### TASK PROMPT
According to the exhibition listings, at which Berlin institution did Ethel Shipton complete her 2018 residency?

### PAGE EXCERPT
___
Ethel Shipton: Listening to Berlin

Tuesdays-Saturdays, 11 a.m.-4 p.m. Continues through Oct. 26
Ruiz-Healy Art 201-A E. Olmos Dr., San Antonio San Antonio


“Listening to Berlin,” Ethel Shipton’s latest show at Ruiz-Healy Art, captures the sights and sounds of Germany’s capital city. Shipton, who was selected for Blue Star Contemporary’s three month residency at Berlin’s Künstlerhaus Bethanien in 2018, draws from her trip in a series of prints, mixed-media works and interactive sculpture. A city rich in history and culture, Berlin has much to offer the traveling artist. While there, Shipton took interest in the vast graffiti culture and street art Berlin has become known for. “I started taking pictures of the graffiti, and the graffiti took me to look at other parts of the city that were interesting to me,” Shipton said in a statement. Among the highlights in this show is a sculptural piece where gallery visitors can sit and listen to the sounds of the city. Like much of Shipton’s work, “Listening to Berlin” focuses on bringing passing, everyday objects into sharp focus during moments of contemplation. In an era filled with constant distractions, Shipton’s work gives viewers permission to truly engage their surroundings. (210) 804-2219

‘What My Mother Told Me, What My Grandmother Refused to Say’

Through Sept. 27, 10 a.m.-5 p.m.
Semmes Gallery University of the Incarnate Word, 4301 Broadway, San Antonio San Antonio


In “What My Mother Told Me, What My Grandmother Refused to Say,” University of the Incarnate Word alumna Theresa Newsome returns to her alma mater to present an “intimate, parallel conversation regarding the conception of tradition, family history and the methodical analysis of one’s genealogical identity.” The photo series includes intimate portraits, outdoor vistas, vignettes of lived-in interior spaces and old family photographs, both posed and candid. Newsome serves as “kinkeeper” for her family, both as the self-appointed family historian — “documenting oral narratives, partaking in biological research” — and as an individual seeking to attune her personal identity with the narrative of her lineage. By juxtaposing the physical archive of antiques and other objects collected over time with portraiture, she seeks to “define the complications, inconsistencies, confusion and truth regarding heritage and personal identity.” (210) 829-6000

Les Misérables

Sat., Sept. 21, 2 & 8 p.m. and Sun., Sept. 22, 2 & 7:30 p.m.
___
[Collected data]
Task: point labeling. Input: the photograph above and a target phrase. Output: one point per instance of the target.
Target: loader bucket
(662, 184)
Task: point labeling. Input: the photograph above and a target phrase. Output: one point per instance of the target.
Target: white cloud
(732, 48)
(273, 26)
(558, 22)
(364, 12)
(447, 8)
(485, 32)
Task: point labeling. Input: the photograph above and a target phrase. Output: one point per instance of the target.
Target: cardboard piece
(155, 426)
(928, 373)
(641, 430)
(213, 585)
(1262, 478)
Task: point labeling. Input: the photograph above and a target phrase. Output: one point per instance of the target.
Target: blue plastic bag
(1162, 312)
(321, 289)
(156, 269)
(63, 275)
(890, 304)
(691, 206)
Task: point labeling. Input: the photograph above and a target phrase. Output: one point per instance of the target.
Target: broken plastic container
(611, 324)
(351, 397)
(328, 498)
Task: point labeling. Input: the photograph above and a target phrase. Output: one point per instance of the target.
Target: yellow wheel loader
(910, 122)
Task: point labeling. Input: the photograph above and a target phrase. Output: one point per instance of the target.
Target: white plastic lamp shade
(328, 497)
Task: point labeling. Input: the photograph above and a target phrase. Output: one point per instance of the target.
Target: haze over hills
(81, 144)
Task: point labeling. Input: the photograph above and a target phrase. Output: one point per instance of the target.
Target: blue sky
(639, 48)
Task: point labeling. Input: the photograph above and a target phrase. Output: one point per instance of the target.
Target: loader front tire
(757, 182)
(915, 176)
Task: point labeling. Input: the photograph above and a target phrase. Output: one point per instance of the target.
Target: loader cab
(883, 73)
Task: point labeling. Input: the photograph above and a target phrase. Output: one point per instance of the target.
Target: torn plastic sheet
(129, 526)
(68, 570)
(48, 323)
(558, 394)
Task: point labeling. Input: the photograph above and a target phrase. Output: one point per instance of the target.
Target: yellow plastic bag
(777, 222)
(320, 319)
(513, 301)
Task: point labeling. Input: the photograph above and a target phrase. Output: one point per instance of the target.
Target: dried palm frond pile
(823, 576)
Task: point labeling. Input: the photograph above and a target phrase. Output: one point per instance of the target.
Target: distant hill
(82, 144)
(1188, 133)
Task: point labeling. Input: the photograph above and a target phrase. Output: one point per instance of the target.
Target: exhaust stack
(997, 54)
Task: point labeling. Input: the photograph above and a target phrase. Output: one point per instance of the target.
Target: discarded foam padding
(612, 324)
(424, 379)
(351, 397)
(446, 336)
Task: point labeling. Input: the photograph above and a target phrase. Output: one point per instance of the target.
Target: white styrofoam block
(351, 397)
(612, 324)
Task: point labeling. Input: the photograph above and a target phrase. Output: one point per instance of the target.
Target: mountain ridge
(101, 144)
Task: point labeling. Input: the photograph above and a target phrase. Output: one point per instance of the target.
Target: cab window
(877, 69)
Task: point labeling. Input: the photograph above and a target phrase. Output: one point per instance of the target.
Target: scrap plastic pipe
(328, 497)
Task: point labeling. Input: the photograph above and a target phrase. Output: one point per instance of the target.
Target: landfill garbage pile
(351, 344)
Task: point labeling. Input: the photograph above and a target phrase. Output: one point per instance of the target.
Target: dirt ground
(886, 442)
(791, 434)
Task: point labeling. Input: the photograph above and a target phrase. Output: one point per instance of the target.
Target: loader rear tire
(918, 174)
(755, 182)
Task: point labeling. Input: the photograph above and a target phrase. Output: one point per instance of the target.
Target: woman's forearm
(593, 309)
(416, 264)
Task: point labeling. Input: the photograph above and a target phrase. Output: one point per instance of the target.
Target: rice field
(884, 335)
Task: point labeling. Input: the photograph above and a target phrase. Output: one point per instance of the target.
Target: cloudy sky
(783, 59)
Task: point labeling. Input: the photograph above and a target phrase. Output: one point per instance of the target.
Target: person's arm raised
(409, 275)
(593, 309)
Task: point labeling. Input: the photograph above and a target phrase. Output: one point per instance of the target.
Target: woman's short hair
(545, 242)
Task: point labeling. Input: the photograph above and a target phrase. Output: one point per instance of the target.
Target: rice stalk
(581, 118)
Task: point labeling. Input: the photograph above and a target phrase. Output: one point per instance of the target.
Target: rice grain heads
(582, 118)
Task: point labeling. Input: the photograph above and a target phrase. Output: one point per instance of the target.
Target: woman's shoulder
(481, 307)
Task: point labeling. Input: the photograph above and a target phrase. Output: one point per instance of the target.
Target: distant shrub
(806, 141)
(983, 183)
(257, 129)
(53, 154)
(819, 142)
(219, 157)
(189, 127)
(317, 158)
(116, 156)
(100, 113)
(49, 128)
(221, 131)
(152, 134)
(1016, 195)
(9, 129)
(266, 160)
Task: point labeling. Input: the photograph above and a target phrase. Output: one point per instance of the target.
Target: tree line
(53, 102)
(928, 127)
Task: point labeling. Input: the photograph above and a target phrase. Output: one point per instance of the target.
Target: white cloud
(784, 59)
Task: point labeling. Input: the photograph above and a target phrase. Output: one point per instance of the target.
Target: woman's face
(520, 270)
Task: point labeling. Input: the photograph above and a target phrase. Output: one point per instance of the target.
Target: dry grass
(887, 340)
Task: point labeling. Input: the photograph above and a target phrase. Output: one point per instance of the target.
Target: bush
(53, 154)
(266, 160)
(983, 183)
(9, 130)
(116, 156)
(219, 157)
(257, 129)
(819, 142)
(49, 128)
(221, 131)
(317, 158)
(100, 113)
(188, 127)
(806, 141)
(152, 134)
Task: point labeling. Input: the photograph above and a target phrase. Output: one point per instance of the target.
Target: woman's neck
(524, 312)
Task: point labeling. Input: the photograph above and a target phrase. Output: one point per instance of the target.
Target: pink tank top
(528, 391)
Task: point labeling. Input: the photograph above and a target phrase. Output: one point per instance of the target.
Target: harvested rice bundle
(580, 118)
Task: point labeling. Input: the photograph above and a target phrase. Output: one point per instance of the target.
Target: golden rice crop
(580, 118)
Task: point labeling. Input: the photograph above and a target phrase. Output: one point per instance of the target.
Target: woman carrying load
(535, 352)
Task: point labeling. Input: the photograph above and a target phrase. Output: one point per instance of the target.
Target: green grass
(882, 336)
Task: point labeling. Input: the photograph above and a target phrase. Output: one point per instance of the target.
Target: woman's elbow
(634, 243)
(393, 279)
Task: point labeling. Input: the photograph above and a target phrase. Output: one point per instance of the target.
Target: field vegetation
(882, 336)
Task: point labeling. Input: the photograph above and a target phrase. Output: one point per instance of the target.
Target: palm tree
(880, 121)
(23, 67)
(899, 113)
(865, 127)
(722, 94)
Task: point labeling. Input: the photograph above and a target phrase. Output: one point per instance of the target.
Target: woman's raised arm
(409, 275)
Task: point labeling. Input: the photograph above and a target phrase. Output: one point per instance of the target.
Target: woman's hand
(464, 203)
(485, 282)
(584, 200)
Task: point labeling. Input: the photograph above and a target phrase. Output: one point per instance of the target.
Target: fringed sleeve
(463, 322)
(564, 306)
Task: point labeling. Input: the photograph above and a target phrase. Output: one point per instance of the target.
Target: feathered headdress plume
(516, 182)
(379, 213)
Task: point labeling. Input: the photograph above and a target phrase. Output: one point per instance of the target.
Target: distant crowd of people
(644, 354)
___
### TASK RESPONSE
Künstlerhaus Bethanien.